-------- Given text
November 4, 2021
Hospitals across the country continue to hemorrhage nurses as many retire or leave the profession exhausted and stressed out after more than a year and a half of tending to sick and dying patients infected with the coronavirus.
Would-be nursing students appear eager to fill the gaps — enrollment in nursing programs over all is rising — but colleges and universities are struggling to meet the demand. They are hampered from expanding their programs by high costs and limited budgets, a shortage of nursing faculty members, and insufficient facility space to accommodate more students.
Enrollment in bachelor’s degree programs in nursing rose 5.6 percent last year, according to the latest enrollment data from the American Association of Colleges of Nursing. Enrollment in master’s degree programs rose about 4 percent, and in doctoral nursing programs it increased almost 9 percent.
----------------
* _Required work_:
1. According to the nursing shortage article, by how much did enrollment in bachelor's degree nursing programs rise last year?
2. Extend the nursing shortage article from its final sentence.
-------- Source information
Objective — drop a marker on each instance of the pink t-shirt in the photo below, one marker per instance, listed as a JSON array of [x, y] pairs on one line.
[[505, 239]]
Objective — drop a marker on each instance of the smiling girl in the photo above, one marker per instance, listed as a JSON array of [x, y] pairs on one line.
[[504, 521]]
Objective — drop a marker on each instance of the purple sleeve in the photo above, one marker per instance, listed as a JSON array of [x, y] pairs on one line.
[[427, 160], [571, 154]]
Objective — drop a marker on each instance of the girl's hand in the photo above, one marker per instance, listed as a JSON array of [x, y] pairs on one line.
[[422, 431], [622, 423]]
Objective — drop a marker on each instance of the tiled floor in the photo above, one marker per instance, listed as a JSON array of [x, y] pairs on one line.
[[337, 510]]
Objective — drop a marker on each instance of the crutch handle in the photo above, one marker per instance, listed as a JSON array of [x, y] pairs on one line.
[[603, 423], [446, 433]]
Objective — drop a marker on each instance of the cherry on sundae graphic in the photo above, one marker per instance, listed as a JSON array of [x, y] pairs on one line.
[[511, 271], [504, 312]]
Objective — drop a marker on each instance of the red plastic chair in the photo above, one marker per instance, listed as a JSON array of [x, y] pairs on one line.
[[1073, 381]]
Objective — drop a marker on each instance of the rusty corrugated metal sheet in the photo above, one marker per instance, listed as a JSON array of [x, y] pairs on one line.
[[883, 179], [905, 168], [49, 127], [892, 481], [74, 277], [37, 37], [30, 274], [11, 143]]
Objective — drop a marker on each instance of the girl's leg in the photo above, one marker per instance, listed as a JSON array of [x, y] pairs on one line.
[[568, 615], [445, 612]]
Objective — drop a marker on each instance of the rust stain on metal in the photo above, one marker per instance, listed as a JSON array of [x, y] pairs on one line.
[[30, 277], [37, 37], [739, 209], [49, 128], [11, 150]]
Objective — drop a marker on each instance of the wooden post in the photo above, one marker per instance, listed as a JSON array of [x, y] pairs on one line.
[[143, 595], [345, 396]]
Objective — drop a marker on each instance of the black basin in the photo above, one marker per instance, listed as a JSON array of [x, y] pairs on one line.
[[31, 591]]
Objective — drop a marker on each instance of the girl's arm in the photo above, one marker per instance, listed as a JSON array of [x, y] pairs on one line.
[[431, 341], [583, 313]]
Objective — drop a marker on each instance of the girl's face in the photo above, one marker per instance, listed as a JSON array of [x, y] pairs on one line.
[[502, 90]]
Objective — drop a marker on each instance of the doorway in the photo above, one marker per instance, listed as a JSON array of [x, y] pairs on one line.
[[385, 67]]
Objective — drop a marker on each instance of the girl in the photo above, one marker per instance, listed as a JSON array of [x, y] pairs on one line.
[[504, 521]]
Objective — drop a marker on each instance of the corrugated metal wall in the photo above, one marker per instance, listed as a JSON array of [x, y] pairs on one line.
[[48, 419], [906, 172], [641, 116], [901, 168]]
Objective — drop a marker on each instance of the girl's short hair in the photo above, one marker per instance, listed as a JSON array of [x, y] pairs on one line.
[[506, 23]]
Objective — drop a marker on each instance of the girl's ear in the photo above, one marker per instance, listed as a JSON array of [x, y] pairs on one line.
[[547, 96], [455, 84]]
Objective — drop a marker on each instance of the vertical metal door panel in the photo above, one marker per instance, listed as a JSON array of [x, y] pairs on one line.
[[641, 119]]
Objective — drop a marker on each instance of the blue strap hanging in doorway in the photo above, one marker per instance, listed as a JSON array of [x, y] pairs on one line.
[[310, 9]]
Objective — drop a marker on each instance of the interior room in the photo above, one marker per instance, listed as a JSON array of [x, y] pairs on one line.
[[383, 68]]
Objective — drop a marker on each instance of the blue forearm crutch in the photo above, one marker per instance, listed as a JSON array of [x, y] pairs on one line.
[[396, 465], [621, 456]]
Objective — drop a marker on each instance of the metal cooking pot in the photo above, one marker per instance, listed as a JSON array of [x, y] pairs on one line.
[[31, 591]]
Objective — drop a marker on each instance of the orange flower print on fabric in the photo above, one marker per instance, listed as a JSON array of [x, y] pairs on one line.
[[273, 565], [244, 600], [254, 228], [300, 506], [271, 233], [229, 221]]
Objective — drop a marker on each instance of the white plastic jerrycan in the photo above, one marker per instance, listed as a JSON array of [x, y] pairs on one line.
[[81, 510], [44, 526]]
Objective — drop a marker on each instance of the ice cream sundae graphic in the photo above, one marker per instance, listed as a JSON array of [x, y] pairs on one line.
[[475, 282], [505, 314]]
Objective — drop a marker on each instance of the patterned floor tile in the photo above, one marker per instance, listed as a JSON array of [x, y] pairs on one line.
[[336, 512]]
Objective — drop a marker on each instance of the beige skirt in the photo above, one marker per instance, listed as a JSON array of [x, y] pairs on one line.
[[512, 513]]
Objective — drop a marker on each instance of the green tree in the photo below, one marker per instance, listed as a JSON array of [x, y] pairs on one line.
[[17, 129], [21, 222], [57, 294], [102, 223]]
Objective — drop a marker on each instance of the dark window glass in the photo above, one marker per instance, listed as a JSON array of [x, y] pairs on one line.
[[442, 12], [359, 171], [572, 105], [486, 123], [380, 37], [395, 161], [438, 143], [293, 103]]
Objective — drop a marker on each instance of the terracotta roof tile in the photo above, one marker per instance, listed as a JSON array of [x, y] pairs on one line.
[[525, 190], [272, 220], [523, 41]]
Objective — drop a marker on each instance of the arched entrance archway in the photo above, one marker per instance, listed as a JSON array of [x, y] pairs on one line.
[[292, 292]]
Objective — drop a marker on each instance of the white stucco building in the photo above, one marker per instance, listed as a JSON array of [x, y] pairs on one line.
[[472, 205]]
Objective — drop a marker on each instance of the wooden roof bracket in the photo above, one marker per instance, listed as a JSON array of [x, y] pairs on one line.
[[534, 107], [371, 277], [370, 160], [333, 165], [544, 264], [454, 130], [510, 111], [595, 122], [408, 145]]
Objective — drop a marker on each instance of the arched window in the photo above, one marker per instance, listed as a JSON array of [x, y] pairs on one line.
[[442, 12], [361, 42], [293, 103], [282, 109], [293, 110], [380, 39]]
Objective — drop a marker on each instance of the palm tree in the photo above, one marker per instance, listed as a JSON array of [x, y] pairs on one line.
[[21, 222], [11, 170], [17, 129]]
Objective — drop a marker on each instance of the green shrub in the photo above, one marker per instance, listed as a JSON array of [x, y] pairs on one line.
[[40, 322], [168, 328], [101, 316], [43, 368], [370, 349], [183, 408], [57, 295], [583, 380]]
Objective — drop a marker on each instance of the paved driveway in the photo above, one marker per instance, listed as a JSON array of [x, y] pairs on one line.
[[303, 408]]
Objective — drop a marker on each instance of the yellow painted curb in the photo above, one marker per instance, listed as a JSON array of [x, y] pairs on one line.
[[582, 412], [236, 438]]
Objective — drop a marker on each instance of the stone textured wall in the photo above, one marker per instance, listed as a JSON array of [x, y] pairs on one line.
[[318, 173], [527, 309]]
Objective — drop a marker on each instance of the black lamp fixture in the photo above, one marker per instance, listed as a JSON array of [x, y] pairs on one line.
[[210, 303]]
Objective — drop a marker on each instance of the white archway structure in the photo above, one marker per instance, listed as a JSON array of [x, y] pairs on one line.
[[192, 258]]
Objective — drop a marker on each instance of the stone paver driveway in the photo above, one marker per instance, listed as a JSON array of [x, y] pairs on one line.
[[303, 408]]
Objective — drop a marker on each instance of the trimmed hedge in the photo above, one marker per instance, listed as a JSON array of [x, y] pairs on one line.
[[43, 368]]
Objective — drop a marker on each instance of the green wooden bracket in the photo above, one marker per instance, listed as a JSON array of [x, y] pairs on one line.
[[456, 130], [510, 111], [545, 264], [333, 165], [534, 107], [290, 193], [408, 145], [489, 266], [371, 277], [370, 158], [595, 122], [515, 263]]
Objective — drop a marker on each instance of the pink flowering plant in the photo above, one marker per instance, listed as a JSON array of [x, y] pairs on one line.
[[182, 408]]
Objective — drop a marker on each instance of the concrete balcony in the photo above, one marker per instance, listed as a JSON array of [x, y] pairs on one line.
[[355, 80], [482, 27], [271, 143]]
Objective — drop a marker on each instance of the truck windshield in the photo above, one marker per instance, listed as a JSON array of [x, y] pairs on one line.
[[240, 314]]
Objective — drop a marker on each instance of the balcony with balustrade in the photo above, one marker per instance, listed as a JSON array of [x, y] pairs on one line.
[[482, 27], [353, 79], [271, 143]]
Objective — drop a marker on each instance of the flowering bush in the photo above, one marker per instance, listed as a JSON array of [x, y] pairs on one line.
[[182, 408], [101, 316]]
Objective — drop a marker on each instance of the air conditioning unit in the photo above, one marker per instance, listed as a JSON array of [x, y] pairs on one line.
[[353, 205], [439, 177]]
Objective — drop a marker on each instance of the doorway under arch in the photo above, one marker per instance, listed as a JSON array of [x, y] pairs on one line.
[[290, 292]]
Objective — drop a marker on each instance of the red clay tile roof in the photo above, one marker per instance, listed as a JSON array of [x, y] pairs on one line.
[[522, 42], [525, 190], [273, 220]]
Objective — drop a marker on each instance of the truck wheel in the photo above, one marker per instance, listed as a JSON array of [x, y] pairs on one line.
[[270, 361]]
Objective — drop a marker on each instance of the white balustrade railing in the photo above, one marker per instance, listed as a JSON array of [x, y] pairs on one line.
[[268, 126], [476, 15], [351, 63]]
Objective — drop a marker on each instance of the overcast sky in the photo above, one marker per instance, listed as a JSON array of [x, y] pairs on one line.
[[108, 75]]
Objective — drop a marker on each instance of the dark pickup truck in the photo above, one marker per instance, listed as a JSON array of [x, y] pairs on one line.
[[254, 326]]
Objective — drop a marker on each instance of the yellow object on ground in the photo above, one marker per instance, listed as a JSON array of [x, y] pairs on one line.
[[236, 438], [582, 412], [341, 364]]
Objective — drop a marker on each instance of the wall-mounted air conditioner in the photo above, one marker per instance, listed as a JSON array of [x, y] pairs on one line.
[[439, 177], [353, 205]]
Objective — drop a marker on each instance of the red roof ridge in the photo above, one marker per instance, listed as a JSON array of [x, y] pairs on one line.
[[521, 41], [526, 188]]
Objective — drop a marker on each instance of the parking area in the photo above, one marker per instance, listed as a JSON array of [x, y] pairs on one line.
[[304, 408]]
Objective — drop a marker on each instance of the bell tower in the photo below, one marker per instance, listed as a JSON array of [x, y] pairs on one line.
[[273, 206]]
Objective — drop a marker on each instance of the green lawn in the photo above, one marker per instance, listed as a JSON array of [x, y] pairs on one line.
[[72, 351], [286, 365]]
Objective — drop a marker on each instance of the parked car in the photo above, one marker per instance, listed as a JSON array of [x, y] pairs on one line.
----------------
* _Answer set_:
1. It rose 5.6 percent.

2.
“With the pandemic ushering in a period of unprecedented change and innovation in higher education, schools of nursing moved decisively to adapt their programs to ensure a steady supply of nurses needed to join the fight against COVID-19,” Susan Bakewell-Sachs, chair of the association’s Board of Directors, said in a press release.
While she and her colleagues were pleased to see “across-the-board increases in nursing school enrollments,” they’re also aware that the numbers could have been far greater.
The association also reported that nursing schools turned away thousands of qualified applicants last year — more than 80,521 people at four-year institutions alone — because of limited resources, faculty shortages and space constraints.